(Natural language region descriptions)
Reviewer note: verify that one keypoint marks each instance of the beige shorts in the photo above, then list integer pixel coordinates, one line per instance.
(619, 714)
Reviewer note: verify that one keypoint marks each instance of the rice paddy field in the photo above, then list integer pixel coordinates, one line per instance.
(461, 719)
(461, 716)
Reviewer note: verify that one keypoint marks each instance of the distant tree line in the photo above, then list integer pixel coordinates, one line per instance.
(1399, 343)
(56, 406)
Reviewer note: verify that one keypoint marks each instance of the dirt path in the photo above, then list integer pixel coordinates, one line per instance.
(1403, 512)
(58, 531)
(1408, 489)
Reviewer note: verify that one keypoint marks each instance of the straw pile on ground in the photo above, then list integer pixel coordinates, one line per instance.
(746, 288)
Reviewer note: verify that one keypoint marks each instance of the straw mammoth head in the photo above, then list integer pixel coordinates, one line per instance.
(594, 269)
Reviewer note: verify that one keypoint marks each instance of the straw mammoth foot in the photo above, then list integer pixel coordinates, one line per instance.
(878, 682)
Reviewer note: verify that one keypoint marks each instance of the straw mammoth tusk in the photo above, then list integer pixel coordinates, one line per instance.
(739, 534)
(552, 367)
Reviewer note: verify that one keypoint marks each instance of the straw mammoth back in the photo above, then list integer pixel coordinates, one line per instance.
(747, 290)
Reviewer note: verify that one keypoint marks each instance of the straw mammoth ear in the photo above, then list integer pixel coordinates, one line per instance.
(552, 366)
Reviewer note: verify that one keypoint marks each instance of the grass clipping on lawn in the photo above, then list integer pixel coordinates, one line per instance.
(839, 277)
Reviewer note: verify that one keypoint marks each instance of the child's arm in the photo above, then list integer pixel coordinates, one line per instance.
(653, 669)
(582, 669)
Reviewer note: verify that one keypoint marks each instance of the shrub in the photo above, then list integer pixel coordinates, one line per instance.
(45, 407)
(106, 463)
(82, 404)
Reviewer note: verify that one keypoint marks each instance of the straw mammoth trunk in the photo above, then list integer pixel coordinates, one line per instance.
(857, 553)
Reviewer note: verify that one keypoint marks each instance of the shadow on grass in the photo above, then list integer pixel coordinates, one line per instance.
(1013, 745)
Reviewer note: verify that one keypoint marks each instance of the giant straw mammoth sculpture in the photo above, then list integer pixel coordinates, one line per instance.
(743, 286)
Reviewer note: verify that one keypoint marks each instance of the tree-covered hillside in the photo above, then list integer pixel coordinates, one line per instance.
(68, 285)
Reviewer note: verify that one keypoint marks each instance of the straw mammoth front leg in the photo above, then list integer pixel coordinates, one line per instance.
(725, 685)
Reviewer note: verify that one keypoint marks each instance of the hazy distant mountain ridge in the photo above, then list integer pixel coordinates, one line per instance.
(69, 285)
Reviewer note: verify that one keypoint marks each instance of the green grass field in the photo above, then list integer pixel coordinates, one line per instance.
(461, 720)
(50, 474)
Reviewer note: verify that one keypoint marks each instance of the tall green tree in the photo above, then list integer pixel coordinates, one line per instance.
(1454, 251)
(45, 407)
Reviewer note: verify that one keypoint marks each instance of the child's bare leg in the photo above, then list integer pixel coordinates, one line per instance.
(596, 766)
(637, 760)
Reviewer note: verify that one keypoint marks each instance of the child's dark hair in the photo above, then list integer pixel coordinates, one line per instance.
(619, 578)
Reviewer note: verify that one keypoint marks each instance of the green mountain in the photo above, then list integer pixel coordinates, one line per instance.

=== EXERCISE DIRECTIONS ===
In the records above, return only the line that contains "of the hazy" and every line after it through the last, exactly as they appear.

=== RESULT OF THIS TASK ===
Reviewer note: verify that one keypoint marks each instance of the hazy distant mountain ridge in the photo above, then list integer pixel coordinates, one line per instance.
(69, 285)
Reviewer note: verify that one keypoint marks each instance of the green grass field in the photo above, then list integer pixel coordinates, one line per instance.
(461, 720)
(50, 474)
Reviewer note: verify that one keypoint marks each instance of the tall green tree in the photo above, then list integer pixel coordinates, one line per instance.
(1454, 251)
(45, 407)
Reviewer note: verify that one keypoint marks each instance of the child's bare leg in the photo above, then list integer pixel coordinates, one line per instance.
(596, 766)
(637, 760)
Reviewer note: verify that one keypoint marks each instance of the child's dark hair in the photo above, then list integer pixel coordinates, one line per instance.
(619, 578)
Reviewer note: verify that one keypoint marks each instance of the green mountain in the photo above, then list integer pixel coordinates, one line per instance.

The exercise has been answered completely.